• _Check your understanding_
**a)** Reproduce the passage on pedunculated fibroids word for word, from "These fibroids can" to "more at risk.".
**b)** Write the next part of the passage on pedunculated fibroids, picking up after its final sentence.

#### Supplied passage ####

Roughly 20-50% of women have these growths in the uterus. Only a third are big enough for a doctor to discover them during a physical exam. Most are non-cancerous, posing no higher cancer risk.
Pedunculated fibroids are benign (noncancerous) growths in the uterus. These fibroids are attached to the uterine wall by a stalk-like growth called a peduncle. The main difference between pedunculated fibroids and other fibroids is the peduncle.
These fibroids can grow both inside and outside the uterus. Inside the uterus, this type of growth is called a pedunculated submucosal fibroid. Outside the uterus it’s called a pedunculated subserosal fibroid.
Doctors aren’t sure what causes pedunculated fibroids. It’s believed that hormones and heredity might be factors, so women with a family history of fibroids and pregnant women might be more at risk.
If women experience any discomfort from pedunculated fibroids, it’s usually mild. However, some women can have intense discomfort because of these growths.
Common symptoms include:
Pedunculated fibroids can also cause unexpected, sharp pains. This happens when the fibroid rotates on its stem and the movement interferes with blood flow to the fibroid.
Pedunculated fibroids are usually diagnosed the same way as other uterine fibroids:
- A woman may experience common fibroid symptoms.
- A doctor may feel fibroids during a pelvic exam.
- The fibroids may be detected via ultrasound.
If your doctor suspects you have fibroids, they might give you an ultrasound. A transvaginal ultrasound can reveal details about your fibroids including size, position and how many pedunculated fibroids you have.
Pedunculated fibroids are, for the most part, not treated. Your doctor will recommend treatment if you are experiencing pain or if you’re worried about getting pregnant or your current pregnancy.

#### Provided records ####

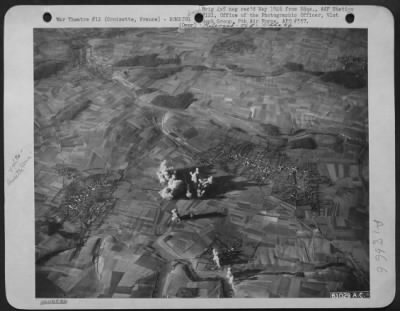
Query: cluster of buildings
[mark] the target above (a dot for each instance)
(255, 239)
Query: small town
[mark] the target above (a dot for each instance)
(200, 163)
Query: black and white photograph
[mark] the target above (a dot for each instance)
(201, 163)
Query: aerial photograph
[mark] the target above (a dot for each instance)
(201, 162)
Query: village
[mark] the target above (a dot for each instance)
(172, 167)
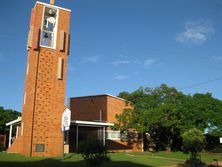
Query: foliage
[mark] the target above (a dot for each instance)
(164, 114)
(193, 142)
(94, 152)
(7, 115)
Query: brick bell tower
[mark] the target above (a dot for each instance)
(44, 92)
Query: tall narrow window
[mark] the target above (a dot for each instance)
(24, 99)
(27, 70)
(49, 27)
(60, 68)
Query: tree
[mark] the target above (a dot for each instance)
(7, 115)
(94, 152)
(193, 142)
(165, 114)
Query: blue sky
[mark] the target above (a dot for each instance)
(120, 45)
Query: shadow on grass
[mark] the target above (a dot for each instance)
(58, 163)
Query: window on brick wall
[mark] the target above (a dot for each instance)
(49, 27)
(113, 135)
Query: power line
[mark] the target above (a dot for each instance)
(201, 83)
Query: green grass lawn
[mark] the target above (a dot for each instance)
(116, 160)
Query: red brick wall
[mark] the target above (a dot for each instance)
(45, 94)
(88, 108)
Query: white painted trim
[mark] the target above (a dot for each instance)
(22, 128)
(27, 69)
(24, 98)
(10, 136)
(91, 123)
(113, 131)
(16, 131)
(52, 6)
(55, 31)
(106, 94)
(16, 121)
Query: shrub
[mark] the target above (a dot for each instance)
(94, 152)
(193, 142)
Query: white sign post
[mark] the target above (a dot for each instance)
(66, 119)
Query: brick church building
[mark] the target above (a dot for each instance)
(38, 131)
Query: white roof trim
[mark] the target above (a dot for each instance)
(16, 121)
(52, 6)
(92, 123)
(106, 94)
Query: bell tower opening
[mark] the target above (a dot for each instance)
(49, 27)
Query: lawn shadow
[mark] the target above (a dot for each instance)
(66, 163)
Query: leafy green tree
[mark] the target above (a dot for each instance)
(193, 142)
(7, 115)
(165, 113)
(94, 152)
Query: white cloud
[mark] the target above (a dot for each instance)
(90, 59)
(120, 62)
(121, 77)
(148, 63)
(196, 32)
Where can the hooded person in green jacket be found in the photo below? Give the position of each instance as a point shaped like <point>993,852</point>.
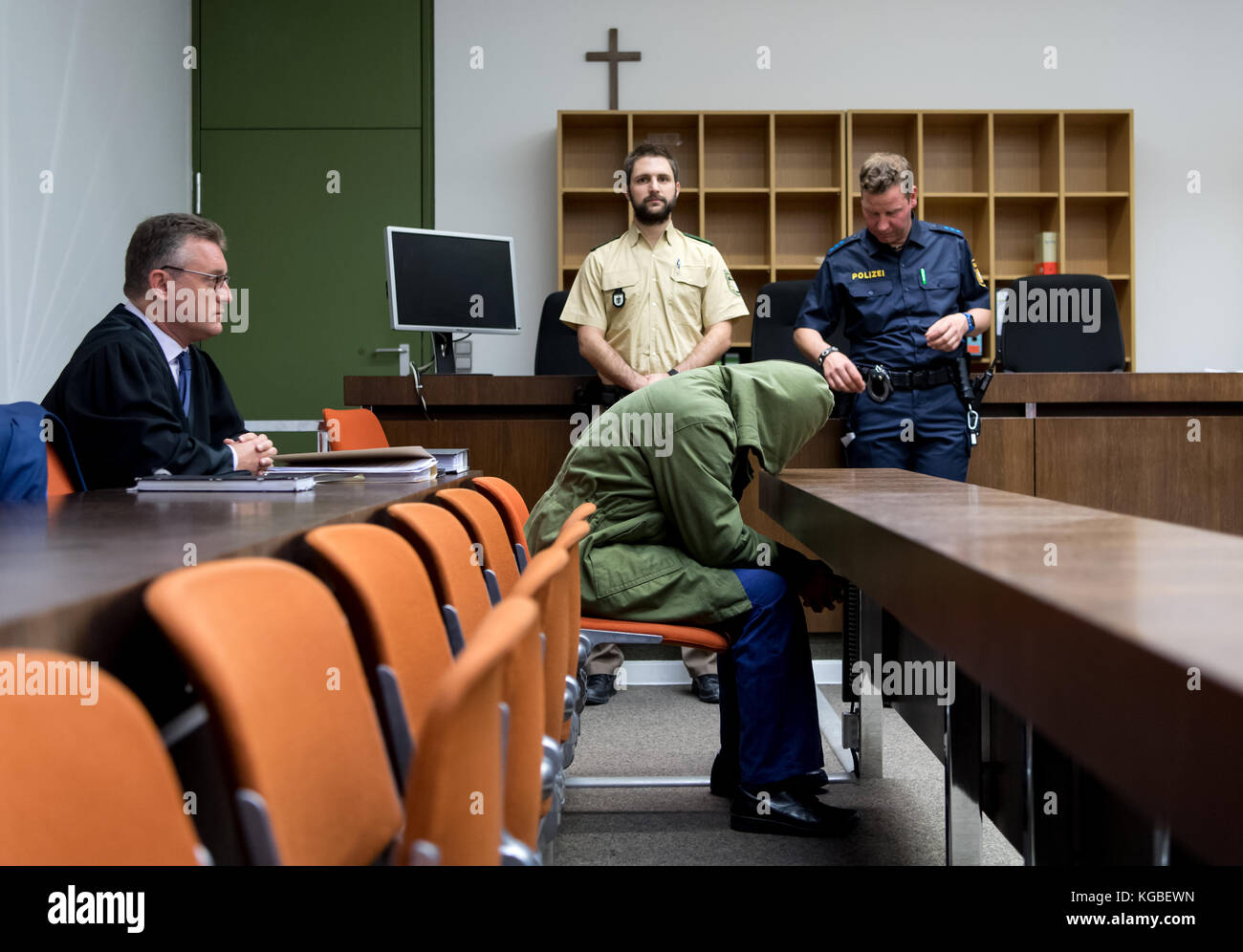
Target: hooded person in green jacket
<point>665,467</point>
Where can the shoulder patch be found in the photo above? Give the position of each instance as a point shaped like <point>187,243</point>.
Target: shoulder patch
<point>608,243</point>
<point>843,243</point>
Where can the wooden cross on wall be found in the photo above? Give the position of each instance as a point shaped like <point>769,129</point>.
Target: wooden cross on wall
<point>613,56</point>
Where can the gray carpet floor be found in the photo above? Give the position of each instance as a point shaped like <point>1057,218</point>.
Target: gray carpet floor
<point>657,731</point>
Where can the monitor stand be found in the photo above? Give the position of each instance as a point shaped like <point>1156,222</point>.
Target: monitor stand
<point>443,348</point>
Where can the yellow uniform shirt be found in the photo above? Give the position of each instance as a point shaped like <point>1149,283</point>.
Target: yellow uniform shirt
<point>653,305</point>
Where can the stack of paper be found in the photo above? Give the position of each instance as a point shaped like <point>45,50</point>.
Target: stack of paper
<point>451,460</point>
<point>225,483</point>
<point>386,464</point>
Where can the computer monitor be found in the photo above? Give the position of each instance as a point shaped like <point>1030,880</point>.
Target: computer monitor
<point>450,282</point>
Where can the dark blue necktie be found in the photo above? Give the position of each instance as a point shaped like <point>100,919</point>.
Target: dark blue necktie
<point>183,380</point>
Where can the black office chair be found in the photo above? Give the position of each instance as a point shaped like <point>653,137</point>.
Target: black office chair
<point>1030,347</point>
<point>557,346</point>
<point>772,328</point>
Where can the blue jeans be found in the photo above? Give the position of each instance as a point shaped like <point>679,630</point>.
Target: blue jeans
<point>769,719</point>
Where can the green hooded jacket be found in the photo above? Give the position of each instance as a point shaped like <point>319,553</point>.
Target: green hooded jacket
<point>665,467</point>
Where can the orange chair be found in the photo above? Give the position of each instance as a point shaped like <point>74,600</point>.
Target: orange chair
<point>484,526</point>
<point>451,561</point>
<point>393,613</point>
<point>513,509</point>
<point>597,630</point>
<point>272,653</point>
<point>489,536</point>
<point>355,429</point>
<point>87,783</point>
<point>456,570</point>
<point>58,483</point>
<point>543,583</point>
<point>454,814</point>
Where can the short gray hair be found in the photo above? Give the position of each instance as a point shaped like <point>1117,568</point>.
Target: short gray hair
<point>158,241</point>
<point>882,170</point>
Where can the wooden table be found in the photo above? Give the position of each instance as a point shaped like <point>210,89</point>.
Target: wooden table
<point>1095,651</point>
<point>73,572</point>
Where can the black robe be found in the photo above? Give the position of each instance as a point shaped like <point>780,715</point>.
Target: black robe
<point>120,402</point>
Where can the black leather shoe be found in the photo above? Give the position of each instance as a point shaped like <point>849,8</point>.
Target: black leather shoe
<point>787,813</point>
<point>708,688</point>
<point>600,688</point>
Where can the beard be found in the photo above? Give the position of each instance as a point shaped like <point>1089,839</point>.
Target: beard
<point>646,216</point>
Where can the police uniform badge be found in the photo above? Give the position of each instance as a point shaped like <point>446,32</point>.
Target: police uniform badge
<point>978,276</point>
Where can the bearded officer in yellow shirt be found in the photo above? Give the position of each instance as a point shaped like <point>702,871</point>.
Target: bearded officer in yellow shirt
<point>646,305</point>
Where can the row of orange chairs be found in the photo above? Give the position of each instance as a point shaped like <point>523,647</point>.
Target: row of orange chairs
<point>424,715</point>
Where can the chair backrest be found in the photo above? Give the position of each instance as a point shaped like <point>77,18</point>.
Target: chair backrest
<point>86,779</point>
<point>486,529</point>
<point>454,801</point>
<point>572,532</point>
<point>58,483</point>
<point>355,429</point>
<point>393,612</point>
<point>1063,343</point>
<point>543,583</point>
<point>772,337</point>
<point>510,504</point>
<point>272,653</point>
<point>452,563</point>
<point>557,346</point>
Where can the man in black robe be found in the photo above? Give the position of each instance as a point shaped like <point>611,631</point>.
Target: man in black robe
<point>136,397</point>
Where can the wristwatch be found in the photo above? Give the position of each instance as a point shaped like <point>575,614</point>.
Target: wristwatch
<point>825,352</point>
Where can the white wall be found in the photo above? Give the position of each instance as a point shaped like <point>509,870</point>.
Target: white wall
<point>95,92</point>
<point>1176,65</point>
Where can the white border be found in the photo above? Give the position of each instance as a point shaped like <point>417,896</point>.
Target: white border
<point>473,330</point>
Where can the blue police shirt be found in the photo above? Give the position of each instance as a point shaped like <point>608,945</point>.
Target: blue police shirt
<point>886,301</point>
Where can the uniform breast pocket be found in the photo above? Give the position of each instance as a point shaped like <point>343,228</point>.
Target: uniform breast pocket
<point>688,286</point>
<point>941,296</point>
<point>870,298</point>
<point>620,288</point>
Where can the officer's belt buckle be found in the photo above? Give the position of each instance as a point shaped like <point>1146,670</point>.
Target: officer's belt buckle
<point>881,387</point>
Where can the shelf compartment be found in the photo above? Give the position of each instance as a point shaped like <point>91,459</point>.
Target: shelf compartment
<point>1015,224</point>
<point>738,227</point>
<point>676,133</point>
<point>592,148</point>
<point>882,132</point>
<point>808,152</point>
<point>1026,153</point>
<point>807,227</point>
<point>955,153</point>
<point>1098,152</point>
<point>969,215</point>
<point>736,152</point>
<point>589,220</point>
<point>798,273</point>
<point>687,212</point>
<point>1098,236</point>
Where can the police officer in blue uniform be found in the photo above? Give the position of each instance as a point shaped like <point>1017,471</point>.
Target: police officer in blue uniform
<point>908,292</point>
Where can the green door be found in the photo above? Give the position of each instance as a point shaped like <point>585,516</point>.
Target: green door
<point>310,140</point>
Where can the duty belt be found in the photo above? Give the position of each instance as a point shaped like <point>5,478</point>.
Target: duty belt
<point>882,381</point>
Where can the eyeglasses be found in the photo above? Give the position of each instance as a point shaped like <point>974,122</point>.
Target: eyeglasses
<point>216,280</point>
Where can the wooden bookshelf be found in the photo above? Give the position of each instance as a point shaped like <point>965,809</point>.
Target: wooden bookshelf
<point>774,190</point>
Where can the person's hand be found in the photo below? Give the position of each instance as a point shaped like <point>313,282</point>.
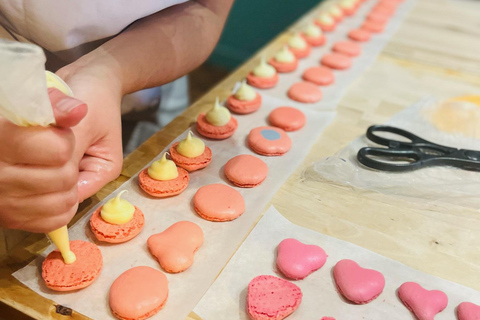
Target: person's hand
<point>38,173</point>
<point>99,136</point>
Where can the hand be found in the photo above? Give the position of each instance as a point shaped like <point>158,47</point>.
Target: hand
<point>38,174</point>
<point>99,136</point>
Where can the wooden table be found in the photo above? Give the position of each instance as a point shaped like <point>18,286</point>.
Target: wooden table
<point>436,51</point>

####

• _Responses to the exercise_
**a)**
These fibroids can grow both inside and outside the uterus. Inside the uterus, this type of growth is called a pedunculated submucosal fibroid. Outside the uterus it’s called a pedunculated subserosal fibroid.
Doctors aren’t sure what causes pedunculated fibroids. It’s believed that hormones and heredity might be factors, so women with a family history of fibroids and pregnant women might be more at risk.

**b)**
Treatment options for all fibroids include:
- Hormone therapy. There are a number of therapies, like GnRH agonists, designed to lower the levels of estrogen. This treatment is designed to reduce the size of the fibroid.
- Hysterectomy. This is a surgery that removes the entire uterus.
- Myomectomy. A myomectomy is a surgical procedure that removes one or multiple fibroids.
- Uterine artery embolization. This procedure blocks the blood flow to the fibroid with a goal of shrinking or terminating it.
- Focused ultrasound surgery (FUS). This procedure attempts to destroy the fibroid with sound waves.
- Myolysis. This procedure shrinks the fibroid by blocking its blood flow with a heat source, such as a laser or an electric current. The procedure Acessa is an example of myolysis.
- Cryomyolysis. In this procedure, the fibroids are frozen.
- Endometrial ablation. This procedure uses hot fluids, radio waves, freezing (cryoablation), or microwaves to remove the uterine lining.
According to Stanford Children’s Health, between 20 and 50 percent of women have fibroids in their reproductive years. However, only about one-third of fibroids are big enough for a doctor to discover them during a physical exam. In more than 90 percent of fibroid cases, the tumors are benign (noncancerous) and pose no increased risk of uterine cancer.
If you have symptoms associated with fibroids, you should visit your doctor for an exam. If you are diagnosed with pedunculated fibroids or another type of fibroid, your doctor will recommend treatment options. Since fibroids are typically slow growing, after visiting your doctor, you will have time to learn more about the specifics of different treatments and to get a second opinion.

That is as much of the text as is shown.